Excerpt:

************

Working with the ECCC GeoAPI to access weather station data

Environment and Climate Change Canada (ECCC) hosts a data server compatible with the GeoAPI standard. This notebook shows how to send requests for daily climate station data and display the results.

Climate stations

The server holds different collections, and requests are made to a particular collection. Here we’ll start with the climate-station collection, which holds metadata about available stations, but no actual meteorological data. Useful queryables fields in this collection include DLY_FIRST_DATE and DLY_LAST_DATE, ENG_PROV_NAME, LATITUDE, LONGITUDE and ELEVATION and STATION_NAME, among many others.

Creating a request to the server for data

Let’s start by showing a map of all available stations locations in New-Brunswick. To do so, we first need to compose a URL request. The request includes the address of the server, the collection, then a query to filter results.

import os

os.environ["USE_PYGEOS"] = "0"  # force use Shapely with GeoPandas

import urllib

import geopandas as gpd
from urlpath import URL

# Compose the request
host = URL("https://api.weather.gc.ca")
climate_stations = host / "collections" / "climate-stations" / "items"

************

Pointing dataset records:
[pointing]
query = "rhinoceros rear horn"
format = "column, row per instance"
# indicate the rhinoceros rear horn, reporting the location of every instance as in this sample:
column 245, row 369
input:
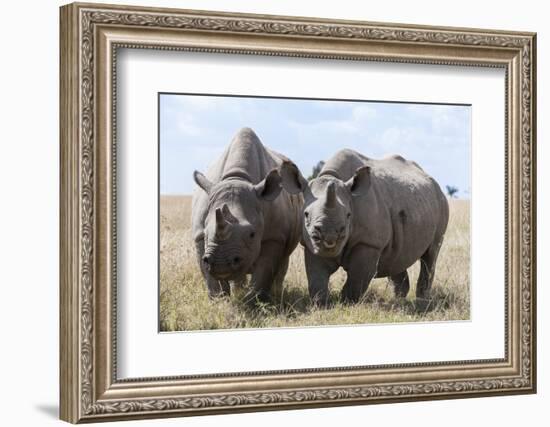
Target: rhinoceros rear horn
column 330, row 200
column 222, row 225
column 291, row 179
column 202, row 181
column 270, row 187
column 227, row 215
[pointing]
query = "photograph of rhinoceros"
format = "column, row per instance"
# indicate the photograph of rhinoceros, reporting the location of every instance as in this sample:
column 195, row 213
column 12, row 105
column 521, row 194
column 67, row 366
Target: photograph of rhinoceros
column 373, row 218
column 289, row 212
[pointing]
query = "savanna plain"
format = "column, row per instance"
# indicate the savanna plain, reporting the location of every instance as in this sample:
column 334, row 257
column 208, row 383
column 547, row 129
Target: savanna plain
column 184, row 302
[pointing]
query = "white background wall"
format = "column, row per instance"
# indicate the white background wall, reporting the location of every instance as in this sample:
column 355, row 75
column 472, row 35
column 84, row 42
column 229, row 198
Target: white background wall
column 29, row 171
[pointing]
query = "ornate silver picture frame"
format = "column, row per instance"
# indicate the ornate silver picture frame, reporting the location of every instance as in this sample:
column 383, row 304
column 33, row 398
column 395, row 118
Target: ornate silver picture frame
column 91, row 36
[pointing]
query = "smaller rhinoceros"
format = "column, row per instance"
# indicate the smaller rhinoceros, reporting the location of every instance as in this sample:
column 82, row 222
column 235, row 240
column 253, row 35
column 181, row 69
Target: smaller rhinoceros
column 242, row 222
column 374, row 218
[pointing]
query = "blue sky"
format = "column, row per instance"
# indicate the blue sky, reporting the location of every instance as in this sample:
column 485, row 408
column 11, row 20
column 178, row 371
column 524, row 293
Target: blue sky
column 194, row 131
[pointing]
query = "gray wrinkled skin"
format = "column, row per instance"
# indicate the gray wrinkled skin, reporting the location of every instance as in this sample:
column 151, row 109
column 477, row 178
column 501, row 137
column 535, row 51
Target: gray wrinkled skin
column 374, row 218
column 242, row 222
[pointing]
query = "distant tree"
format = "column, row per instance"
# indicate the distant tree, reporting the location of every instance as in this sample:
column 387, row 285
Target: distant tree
column 451, row 191
column 316, row 169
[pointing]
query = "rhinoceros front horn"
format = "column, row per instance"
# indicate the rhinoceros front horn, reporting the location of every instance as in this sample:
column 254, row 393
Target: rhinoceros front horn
column 330, row 200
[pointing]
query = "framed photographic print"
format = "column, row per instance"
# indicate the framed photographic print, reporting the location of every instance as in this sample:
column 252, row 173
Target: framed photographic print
column 266, row 212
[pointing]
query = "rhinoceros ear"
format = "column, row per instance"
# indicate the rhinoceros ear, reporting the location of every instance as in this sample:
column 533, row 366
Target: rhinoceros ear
column 202, row 181
column 292, row 180
column 270, row 187
column 359, row 183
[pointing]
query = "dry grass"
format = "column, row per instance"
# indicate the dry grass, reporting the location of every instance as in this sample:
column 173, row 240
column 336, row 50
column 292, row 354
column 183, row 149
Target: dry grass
column 184, row 303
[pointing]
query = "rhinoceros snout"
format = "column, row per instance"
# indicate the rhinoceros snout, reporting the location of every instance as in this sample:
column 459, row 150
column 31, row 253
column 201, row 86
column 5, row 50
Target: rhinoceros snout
column 224, row 268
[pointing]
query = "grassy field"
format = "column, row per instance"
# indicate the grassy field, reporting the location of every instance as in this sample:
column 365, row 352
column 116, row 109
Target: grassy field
column 184, row 303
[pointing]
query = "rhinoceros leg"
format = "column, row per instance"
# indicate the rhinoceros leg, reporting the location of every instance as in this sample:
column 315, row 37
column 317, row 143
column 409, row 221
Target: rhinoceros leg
column 318, row 272
column 277, row 288
column 265, row 271
column 400, row 284
column 216, row 288
column 427, row 271
column 361, row 266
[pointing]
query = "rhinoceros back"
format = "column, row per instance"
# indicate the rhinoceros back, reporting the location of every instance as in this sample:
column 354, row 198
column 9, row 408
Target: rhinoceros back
column 403, row 213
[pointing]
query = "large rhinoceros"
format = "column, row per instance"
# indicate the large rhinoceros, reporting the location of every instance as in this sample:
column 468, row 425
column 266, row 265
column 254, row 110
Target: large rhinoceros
column 375, row 218
column 242, row 222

************

Exercise 1: Can you restate the GeoAPI notebook from "Climate stations" to "to filter results.", swapping "server" for "endpoint"?
Exercise 2: Which queryable fields does the GeoAPI notebook name for the climate-station collection?
Exercise 3: According to the GeoAPI notebook, what does the climate-station collection hold?
Work from the GeoAPI notebook alone.

Expected answer 1:
Climate stations

The endpoint holds different collections, and requests are made to a particular collection. Here we’ll start with the climate-station collection, which holds metadata about available stations, but no actual meteorological data. Useful queryables fields in this collection include DLY_FIRST_DATE and DLY_LAST_DATE, ENG_PROV_NAME, LATITUDE, LONGITUDE and ELEVATION and STATION_NAME, among many others.

Creating a request to the endpoint for data

Let’s start by showing a map of all available stations locations in New-Brunswick. To do so, we first need to compose a URL request. The request includes the address of the endpoint, the collection, then a query to filter results.

Expected answer 2: DLY_FIRST_DATE, DLY_LAST_DATE, ENG_PROV_NAME, LATITUDE, LONGITUDE, ELEVATION, STATION_NAME

Expected answer 3: Metadata about available stations, but no actual meteorological data.